Segment Start: Exercise data

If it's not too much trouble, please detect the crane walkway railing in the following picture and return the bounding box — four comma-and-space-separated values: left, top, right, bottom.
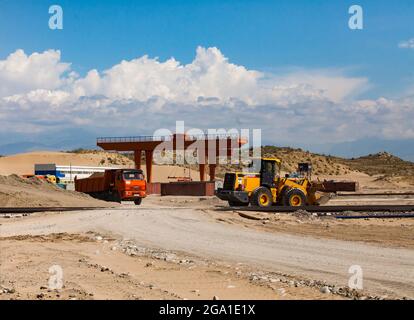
97, 133, 244, 144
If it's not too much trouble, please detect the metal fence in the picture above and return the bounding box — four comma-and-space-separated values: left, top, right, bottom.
96, 136, 170, 143
96, 133, 244, 143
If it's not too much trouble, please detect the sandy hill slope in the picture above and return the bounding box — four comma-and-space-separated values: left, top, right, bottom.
0, 151, 206, 182
214, 146, 414, 188
336, 152, 414, 176
336, 152, 414, 186
0, 151, 134, 176
0, 150, 205, 208
216, 146, 355, 177
260, 147, 414, 186
0, 175, 111, 207
261, 146, 353, 175
0, 148, 412, 187
255, 146, 414, 177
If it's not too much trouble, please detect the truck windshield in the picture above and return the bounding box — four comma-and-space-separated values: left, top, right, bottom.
123, 171, 144, 180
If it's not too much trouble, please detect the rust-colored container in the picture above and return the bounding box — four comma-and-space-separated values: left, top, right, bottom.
320, 181, 359, 192
75, 171, 114, 193
147, 182, 161, 195
160, 181, 215, 196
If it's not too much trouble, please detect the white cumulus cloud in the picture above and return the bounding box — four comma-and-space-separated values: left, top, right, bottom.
0, 49, 73, 97
1, 46, 413, 146
0, 47, 366, 106
399, 38, 414, 49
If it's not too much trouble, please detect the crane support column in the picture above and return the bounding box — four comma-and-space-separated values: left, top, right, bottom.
199, 164, 206, 182
208, 164, 216, 182
145, 150, 153, 183
134, 150, 142, 170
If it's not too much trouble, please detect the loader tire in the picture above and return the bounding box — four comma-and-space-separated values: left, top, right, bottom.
251, 187, 273, 208
282, 188, 307, 207
134, 198, 142, 206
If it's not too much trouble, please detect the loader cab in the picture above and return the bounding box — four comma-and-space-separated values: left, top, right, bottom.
248, 158, 281, 188
260, 159, 276, 187
298, 162, 312, 179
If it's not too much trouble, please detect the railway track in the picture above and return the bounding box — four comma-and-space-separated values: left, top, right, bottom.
334, 213, 414, 219
2, 205, 414, 220
222, 204, 414, 213
221, 204, 414, 219
0, 207, 105, 215
337, 192, 414, 197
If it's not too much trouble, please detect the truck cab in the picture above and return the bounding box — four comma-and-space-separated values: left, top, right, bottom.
113, 169, 146, 205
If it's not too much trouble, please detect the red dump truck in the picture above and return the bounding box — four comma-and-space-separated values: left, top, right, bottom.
75, 169, 146, 205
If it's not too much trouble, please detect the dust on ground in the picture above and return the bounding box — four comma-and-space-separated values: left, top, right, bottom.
1, 153, 414, 300
0, 232, 342, 300
143, 193, 414, 249
210, 208, 414, 249
142, 195, 414, 249
1, 196, 413, 300
316, 171, 414, 192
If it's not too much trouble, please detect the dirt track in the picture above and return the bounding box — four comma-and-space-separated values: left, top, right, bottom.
1, 203, 413, 299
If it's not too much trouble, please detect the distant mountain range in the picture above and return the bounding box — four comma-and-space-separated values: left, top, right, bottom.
0, 128, 98, 156
0, 134, 413, 162
309, 138, 414, 162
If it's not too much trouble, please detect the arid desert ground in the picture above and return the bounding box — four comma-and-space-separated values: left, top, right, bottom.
1, 150, 414, 300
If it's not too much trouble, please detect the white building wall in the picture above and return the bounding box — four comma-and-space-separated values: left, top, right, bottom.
57, 165, 121, 182
34, 163, 126, 191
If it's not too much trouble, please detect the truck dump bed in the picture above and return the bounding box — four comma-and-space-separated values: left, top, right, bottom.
75, 170, 116, 194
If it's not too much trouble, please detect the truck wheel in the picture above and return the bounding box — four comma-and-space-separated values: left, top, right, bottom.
134, 198, 142, 206
251, 187, 272, 208
282, 189, 307, 207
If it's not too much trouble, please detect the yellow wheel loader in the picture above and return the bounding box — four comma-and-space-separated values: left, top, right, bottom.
216, 158, 326, 207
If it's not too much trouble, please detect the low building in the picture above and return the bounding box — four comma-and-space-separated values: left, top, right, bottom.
34, 164, 121, 190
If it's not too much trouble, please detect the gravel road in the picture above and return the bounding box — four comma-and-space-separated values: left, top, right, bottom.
1, 205, 413, 298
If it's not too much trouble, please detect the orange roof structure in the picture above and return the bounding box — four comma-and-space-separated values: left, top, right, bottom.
97, 133, 247, 183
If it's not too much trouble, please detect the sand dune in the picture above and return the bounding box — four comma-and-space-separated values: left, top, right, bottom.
0, 151, 208, 208
0, 151, 131, 176
0, 174, 110, 207
0, 151, 207, 182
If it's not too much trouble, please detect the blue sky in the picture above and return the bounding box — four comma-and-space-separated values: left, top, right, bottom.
1, 0, 414, 98
0, 0, 413, 159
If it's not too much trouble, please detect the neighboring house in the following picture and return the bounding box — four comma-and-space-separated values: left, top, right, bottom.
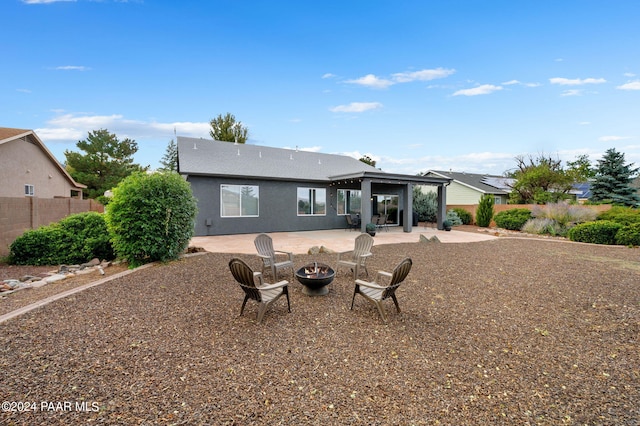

Segment End: Exercise data

Requirement:
Restate the data above verbatim, skipping every image.

Answer to this exercise:
If it's not too much trouble, please detect the crane walkway railing in the following picture and return the bounding box — four comma-and-space-separated values: left, top, right, bottom.
97, 133, 244, 144
If it's not too much trouble, please detect the metal fence in the picture above and return the bounding box — four comma-and-space-separated values: left, top, right, bottom.
96, 136, 170, 143
96, 133, 244, 143
If it's not too much trouble, please detect the sandy hill slope in the picture above and return the bounding box — four comma-and-space-separated values: left, top, right, bottom.
0, 151, 206, 182
214, 146, 414, 188
336, 152, 414, 176
336, 152, 414, 186
0, 151, 134, 176
0, 150, 205, 208
216, 146, 355, 177
260, 147, 414, 186
0, 175, 111, 207
261, 146, 353, 175
0, 148, 412, 187
255, 146, 414, 177
If it's not too much trouble, please detect the truck windshield in the picture above and return the bounding box — four comma-and-space-separated values: left, top, right, bottom.
123, 171, 144, 180
If it's not too much trouble, please detect the rust-colored container in the picture above and return the bounding box — four comma-and-space-separated values: left, top, right, bottom.
320, 181, 359, 192
75, 171, 114, 193
147, 182, 161, 195
160, 181, 215, 196
If it's not too much trouble, please detect the white cumulus cloud in the picture above and return the bounding box — four comma-and-space-separated values: left, top, right, bottom.
0, 49, 73, 97
1, 46, 413, 146
0, 47, 366, 106
399, 38, 414, 49
If it's not too much trouble, please detect the crane support column in the picture above and return the bounding box — four comma-and-space-separated values: left, top, right, bottom.
199, 164, 206, 182
208, 164, 216, 182
145, 150, 153, 183
134, 150, 142, 170
If it's not too much trouble, please detect the loader tire in the picture above and return the bounding box — four comma-and-space-separated values: left, top, right, bottom.
251, 187, 273, 208
282, 188, 307, 207
134, 198, 142, 206
If it's not too much trouble, please detect the loader cab in the picture above and return the bounding box — four comma-and-space-separated values: left, top, right, bottom.
248, 158, 281, 188
260, 159, 276, 187
298, 162, 312, 179
If it's not too much trouble, please detect the railway track in the picture above and return the bounding box — four comma-and-space-separated values: left, top, right, bottom.
334, 213, 414, 219
2, 205, 414, 220
222, 204, 414, 213
221, 204, 414, 219
0, 207, 105, 215
337, 192, 414, 197
If it's not too much trouble, please detect the truck cab in the picture above and return the bounding box — four comma-and-space-separated values: left, top, right, bottom.
113, 169, 146, 205
If it's not too much trouble, please detect the red dump truck in the picture above and return the bounding box — four comma-and-space-separated values: left, top, right, bottom.
75, 169, 146, 205
If it's not too much trouble, please detect the dust on ground in the picture above and return the bounding box — four comma-and-space-separated values: left, top, right, bottom.
1, 153, 414, 300
0, 232, 342, 300
143, 193, 414, 249
210, 208, 414, 249
142, 195, 414, 249
1, 196, 413, 300
316, 171, 414, 192
If it's not too much trouble, please detect the dirt track in the picture above and return the bounding box — four comma-and-space-separated values: left, top, right, bottom.
1, 203, 413, 299
If it's not too much trouble, please detect the distant mountain range in the picture above and return the bounding box — four comma-and-space-separated values: left, top, right, bottom.
0, 128, 98, 156
0, 134, 413, 162
309, 138, 414, 162
If it's not too much trouble, please detect the arid desert ground in the picture above and return the bounding box — four comma-and-space-separated values: left, top, right, bottom.
1, 150, 414, 300
If it's not too much trouble, please detect the white building wall in the picture above and return the bounding box — four comma-and-space-separated values: left, top, right, bottom.
57, 165, 121, 182
34, 163, 126, 191
If it's not too much trouble, please detect the truck dump bed in the picture above and return the bounding box — four comma-and-space-separated values: left, top, right, bottom.
75, 170, 116, 194
If it's not too much trouble, please detect the truck wheel in the picture above and return the bounding box — four comma-and-space-separated values: left, top, right, bottom.
134, 198, 142, 206
251, 187, 272, 208
282, 189, 307, 207
If it's not too much trouble, please detect the yellow wheel loader in the picture above and return the bounding box — four comma-and-space-separated values: left, top, right, bottom.
216, 158, 326, 207
If it's not too much trouble, please detect the low building in the picture above and return the bounding box — four comma-and-space-separated values: left, top, right, bottom.
34, 164, 121, 190
If it's not too much trouble, please detect the gravel road in the picture above and return the bounding box — four comma-and-space-separated values: left, top, right, bottom.
1, 205, 413, 298
If it's not too much trouble, please detect the orange roof structure in the picture above and return the bounding box — four comma-and-space-separated values: left, top, right, bottom.
97, 133, 247, 183
If it's not too much trouble, please detect the sand dune in the picture above and return the bounding box — four comma-and-space-separated values: left, top, right, bottom.
0, 151, 208, 208
0, 151, 131, 176
0, 174, 110, 207
0, 151, 207, 182
If it's not too much trouble, please detect the blue sky in the picture above and return the bounding box — four comma-and-space-separated values: left, top, right, bottom.
1, 0, 414, 98
0, 0, 413, 159
If it's not too much trouble, please detect the neighboring house in the following picture and return the bounding box — four comma-and-space-separated values: left, top, right, bottom.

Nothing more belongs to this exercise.